[Source data]
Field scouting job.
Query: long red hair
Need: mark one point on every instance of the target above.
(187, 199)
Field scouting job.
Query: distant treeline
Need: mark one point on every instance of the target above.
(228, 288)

→ Assignment: The records must be given again in full, exactly as they were written.

→ Task solution:
Field scouting job.
Query: long red hair
Need: mark one point on every instance of the target above.
(187, 199)
Field scouting job.
Query: distant treeline
Need: mark one point on every instance of the target above.
(228, 288)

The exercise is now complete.